*** INFORMATION SUPPLIED ***

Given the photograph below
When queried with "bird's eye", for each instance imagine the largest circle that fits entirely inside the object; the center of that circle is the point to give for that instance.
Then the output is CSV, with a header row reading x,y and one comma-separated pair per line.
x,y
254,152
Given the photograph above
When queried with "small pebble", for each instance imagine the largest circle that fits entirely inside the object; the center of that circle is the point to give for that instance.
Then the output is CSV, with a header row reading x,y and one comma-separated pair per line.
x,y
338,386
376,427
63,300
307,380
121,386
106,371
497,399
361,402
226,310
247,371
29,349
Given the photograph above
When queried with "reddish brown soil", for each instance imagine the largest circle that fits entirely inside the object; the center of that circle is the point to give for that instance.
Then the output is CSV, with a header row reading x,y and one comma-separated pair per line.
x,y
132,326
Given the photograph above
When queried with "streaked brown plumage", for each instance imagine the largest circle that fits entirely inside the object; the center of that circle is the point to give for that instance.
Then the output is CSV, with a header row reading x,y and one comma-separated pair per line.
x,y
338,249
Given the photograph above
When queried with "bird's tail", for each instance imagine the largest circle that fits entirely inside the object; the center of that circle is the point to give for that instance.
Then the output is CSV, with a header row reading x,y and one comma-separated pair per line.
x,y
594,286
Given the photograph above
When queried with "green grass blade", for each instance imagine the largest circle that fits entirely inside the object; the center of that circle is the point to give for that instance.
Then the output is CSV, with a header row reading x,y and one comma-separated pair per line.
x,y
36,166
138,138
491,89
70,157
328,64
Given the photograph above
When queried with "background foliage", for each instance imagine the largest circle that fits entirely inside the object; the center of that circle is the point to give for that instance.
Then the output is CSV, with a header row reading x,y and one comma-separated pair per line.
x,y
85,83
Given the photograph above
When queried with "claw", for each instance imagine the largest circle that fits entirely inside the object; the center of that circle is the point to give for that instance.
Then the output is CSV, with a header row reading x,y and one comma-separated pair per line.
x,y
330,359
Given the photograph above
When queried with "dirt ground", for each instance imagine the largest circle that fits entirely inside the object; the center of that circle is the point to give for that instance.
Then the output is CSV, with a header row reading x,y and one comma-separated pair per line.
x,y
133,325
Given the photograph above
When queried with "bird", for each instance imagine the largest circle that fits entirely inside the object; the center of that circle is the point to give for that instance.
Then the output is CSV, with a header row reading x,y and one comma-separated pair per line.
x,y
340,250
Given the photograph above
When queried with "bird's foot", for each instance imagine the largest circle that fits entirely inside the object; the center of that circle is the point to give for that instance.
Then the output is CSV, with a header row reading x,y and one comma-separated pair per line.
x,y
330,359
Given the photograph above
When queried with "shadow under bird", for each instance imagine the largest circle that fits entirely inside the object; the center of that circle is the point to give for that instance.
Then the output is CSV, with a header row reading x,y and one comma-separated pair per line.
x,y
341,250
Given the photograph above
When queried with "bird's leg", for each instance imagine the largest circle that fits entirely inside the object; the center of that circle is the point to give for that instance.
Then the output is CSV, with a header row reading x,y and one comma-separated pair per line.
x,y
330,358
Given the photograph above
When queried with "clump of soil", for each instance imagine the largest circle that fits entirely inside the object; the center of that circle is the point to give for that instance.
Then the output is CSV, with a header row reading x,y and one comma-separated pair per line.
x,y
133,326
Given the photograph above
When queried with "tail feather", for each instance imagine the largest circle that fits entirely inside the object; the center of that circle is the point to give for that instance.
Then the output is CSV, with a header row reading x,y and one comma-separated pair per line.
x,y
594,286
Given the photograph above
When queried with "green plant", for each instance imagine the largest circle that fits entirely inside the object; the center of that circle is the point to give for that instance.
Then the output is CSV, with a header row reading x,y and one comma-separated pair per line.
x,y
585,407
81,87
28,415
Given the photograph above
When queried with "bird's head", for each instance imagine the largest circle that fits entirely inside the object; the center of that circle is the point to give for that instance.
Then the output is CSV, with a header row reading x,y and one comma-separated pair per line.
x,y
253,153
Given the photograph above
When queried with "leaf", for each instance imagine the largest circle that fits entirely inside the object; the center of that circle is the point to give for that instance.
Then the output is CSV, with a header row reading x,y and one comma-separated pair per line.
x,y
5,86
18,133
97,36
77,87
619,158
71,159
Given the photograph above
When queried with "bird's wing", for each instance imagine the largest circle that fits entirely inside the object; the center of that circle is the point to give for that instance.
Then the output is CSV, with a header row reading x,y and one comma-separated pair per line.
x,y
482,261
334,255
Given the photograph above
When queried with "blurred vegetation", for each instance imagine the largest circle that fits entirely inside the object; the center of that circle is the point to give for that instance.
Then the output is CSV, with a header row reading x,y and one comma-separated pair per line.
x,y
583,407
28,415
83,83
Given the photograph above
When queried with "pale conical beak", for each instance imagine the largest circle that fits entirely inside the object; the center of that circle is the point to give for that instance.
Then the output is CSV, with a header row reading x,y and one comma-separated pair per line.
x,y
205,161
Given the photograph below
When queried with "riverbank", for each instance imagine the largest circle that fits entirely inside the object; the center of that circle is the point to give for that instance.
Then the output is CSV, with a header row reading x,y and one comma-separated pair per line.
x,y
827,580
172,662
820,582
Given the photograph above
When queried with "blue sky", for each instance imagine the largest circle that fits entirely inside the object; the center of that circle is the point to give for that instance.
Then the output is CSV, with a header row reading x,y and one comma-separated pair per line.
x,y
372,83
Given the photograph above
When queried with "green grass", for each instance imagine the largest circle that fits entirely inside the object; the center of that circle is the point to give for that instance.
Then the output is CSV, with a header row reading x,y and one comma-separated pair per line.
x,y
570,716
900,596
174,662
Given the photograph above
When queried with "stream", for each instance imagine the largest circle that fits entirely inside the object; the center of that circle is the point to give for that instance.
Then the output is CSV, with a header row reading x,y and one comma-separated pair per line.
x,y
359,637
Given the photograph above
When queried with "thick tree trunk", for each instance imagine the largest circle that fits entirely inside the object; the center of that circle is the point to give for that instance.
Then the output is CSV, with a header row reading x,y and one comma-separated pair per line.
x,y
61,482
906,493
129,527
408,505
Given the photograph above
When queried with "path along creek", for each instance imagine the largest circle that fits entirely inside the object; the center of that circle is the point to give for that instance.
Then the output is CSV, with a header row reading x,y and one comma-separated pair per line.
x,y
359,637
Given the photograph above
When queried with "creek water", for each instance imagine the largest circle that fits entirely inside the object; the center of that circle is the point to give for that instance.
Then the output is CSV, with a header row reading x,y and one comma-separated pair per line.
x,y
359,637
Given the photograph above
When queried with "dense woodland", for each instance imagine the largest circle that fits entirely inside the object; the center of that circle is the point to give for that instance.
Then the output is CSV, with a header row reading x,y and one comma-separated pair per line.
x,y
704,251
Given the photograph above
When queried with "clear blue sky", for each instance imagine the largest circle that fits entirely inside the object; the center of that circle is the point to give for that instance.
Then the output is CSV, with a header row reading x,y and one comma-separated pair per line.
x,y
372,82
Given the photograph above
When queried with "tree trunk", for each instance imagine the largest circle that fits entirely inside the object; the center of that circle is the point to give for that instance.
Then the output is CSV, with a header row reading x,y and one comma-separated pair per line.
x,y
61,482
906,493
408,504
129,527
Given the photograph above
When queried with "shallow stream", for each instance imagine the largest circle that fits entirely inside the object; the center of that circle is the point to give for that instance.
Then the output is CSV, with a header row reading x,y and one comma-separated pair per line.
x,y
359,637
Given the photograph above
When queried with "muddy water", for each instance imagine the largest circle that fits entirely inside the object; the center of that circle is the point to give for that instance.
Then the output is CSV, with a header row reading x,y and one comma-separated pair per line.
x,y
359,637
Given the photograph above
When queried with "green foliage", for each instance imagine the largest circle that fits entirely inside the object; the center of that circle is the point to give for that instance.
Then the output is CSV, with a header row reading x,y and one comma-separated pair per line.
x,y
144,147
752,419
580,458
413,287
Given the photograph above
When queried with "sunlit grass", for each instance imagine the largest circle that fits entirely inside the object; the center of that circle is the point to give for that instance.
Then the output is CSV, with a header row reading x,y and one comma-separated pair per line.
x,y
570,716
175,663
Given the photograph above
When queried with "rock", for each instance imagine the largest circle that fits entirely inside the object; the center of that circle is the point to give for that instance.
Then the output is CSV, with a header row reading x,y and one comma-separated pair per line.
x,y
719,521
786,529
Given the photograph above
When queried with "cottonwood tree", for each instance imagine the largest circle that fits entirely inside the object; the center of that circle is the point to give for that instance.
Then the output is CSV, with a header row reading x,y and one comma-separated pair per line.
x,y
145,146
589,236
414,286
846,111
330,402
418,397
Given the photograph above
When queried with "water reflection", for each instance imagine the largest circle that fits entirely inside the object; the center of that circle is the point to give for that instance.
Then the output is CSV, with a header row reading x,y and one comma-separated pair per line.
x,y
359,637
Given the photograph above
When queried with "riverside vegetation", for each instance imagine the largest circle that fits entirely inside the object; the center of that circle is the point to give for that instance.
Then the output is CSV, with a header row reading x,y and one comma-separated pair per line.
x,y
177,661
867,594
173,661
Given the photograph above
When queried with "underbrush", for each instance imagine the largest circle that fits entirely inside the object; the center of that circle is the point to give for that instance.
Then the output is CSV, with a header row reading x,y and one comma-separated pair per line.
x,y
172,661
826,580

*** End of INFORMATION SUPPLIED ***

[EXERCISE OBJECTIVE] Search the entries for the word "trunk" and copy every line that has it.

[RESPONSE TO THIS EXERCISE]
When queried with "thick tree trunk", for each instance imagine the largest circle that fits entirely inside the object; the center of that circle is the point to give for that instance.
When queried with "tree trunk", for each instance imagine the largest circle that fits entirely inside the object; the center of that circle is the point to give for that instance.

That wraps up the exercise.